→ WHAT TO PRODUCE
Pick out every line in the records below that contains the word "wooden". Case counts.

→ TASK DATA

▬▬▬▬▬▬

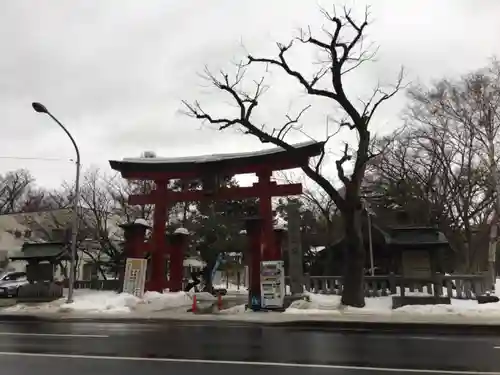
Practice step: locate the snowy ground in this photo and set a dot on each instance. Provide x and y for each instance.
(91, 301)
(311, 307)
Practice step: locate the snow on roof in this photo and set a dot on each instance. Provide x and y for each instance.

▬▬▬▬▬▬

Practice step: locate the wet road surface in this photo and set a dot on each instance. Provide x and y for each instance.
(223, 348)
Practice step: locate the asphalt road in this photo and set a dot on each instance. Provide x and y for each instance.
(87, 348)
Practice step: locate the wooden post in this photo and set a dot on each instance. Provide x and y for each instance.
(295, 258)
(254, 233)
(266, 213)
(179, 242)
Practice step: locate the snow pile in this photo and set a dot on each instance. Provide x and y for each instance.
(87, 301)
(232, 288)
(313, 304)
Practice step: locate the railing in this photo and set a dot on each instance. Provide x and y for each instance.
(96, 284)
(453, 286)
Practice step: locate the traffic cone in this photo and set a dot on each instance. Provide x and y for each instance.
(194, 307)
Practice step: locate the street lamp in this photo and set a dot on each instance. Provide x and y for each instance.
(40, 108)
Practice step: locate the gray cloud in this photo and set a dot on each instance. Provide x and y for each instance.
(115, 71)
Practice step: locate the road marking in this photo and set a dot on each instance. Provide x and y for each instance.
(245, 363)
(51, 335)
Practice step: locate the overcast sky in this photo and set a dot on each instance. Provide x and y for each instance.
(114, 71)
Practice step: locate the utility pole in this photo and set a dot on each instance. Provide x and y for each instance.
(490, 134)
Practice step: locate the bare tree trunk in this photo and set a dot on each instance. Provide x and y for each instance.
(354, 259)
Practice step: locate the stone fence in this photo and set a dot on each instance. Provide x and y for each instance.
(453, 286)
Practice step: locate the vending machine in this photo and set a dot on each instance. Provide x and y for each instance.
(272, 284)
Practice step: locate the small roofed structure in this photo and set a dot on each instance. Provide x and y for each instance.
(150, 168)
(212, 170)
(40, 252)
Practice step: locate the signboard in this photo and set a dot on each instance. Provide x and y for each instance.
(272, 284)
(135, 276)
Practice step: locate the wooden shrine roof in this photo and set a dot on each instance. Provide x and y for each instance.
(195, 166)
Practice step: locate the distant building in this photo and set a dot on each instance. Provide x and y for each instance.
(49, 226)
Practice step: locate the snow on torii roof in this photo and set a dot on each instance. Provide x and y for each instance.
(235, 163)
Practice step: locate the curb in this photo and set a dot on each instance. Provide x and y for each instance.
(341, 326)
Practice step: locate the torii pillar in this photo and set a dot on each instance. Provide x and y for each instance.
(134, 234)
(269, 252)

▬▬▬▬▬▬

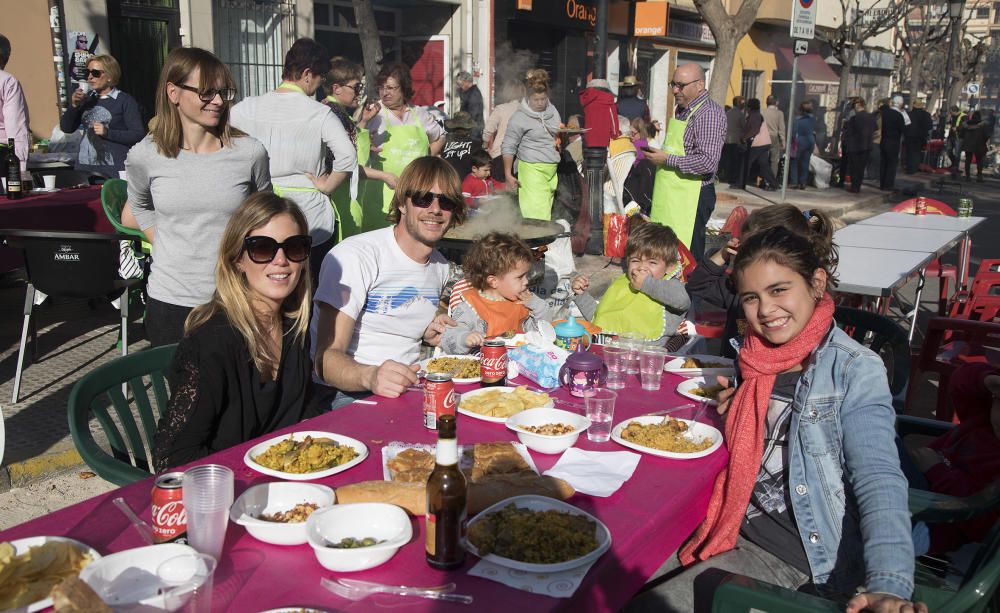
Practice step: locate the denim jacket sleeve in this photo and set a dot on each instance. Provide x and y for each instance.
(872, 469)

▬▬▬▬▬▬

→ TASK RESPONSE
Practice step: locate the wooden post in this photo and set a dot on each instance. Provide x and y for each instance.
Practice step: locate the wooden shrine roof in this photo and set a dot on each instance. Provide x and y for each instance.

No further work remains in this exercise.